=== Goal ===
Extract every line of the records below that contains the string "roof", matching case exactly.

──────── Available records

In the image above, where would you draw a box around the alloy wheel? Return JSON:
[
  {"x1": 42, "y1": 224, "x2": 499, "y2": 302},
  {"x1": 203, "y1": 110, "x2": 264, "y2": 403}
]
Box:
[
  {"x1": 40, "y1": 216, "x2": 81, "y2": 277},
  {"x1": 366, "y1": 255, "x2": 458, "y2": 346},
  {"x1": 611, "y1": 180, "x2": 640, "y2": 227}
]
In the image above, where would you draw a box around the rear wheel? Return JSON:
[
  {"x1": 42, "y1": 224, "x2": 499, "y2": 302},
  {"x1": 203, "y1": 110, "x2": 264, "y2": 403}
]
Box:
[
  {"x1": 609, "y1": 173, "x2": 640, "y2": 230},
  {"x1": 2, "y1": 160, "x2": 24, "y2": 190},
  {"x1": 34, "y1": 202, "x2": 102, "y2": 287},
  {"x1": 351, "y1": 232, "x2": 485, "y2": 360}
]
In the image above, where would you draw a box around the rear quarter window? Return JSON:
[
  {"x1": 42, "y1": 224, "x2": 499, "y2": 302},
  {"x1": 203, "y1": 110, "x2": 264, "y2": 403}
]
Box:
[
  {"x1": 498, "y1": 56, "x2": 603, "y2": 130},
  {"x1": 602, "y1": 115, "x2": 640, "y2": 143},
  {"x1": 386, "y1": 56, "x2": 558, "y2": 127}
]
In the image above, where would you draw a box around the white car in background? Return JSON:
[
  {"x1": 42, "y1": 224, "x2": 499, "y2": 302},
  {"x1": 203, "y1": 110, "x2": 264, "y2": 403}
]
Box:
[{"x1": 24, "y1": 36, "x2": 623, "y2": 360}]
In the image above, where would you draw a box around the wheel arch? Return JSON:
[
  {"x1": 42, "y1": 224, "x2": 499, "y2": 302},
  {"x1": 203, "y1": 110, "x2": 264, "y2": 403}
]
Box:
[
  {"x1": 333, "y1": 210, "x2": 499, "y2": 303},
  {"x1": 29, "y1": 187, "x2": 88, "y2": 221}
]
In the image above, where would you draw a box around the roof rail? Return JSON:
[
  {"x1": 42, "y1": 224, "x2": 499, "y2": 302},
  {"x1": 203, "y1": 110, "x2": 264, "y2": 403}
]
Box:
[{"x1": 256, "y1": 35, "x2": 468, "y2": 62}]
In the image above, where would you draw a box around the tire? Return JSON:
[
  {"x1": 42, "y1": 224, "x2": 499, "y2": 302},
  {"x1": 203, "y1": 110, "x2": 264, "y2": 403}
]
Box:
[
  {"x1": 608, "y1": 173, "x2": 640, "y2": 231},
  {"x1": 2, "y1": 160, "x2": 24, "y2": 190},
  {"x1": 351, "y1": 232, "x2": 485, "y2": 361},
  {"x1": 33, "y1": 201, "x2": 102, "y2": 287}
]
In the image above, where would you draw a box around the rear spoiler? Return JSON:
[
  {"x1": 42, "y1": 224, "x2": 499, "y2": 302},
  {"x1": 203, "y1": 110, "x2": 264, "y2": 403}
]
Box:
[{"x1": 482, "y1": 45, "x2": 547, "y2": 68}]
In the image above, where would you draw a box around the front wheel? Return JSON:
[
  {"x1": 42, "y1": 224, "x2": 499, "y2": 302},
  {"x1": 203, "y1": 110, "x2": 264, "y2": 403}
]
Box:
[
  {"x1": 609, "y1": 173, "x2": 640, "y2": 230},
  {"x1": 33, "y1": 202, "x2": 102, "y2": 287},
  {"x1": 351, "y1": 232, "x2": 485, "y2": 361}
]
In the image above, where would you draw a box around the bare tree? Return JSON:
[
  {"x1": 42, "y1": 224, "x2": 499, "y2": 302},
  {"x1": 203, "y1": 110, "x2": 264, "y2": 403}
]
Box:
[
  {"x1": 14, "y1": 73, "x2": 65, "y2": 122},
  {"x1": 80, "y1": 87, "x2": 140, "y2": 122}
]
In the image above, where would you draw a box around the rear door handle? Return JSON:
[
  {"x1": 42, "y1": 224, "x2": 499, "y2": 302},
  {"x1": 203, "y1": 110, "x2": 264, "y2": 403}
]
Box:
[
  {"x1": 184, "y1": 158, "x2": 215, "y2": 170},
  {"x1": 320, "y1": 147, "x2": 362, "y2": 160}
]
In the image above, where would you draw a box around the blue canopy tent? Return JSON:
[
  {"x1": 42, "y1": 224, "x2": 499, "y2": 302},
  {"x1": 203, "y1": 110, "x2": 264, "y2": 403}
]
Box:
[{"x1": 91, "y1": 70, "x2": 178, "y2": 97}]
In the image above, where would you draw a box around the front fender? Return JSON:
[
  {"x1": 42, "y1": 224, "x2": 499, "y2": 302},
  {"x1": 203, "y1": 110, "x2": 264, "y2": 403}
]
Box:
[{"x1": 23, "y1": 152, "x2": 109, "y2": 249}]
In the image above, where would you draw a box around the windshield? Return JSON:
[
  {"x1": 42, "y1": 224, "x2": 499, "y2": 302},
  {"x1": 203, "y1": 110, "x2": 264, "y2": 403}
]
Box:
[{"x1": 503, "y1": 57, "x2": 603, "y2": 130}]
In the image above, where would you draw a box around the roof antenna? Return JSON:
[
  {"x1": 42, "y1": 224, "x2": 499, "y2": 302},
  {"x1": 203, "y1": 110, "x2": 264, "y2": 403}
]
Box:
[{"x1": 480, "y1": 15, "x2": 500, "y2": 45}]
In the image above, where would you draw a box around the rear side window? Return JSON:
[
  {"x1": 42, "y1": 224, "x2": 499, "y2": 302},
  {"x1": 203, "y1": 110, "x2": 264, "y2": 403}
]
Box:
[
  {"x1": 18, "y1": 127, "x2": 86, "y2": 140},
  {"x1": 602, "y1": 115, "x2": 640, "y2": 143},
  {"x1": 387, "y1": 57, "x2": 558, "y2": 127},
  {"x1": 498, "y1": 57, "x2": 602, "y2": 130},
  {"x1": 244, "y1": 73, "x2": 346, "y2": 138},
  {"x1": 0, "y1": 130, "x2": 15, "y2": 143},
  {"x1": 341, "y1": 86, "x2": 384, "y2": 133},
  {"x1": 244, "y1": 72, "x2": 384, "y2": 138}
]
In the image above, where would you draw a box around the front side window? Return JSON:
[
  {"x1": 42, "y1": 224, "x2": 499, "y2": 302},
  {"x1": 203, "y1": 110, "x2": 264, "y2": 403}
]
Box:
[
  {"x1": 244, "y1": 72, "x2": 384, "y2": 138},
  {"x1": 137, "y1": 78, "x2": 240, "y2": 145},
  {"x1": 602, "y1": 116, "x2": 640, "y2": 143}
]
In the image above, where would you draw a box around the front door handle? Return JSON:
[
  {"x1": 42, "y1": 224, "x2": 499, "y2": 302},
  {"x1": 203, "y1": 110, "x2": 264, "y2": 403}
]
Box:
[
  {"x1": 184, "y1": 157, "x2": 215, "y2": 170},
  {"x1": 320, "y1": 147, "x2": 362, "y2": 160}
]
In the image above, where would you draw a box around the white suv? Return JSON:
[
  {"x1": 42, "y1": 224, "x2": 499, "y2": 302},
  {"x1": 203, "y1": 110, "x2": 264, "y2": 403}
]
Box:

────────────────

=== Response to the task ===
In the image above, where would you draw a box around the roof rail? Return JSON:
In the image above, where would you draw a box around the roof antenna? Return JSON:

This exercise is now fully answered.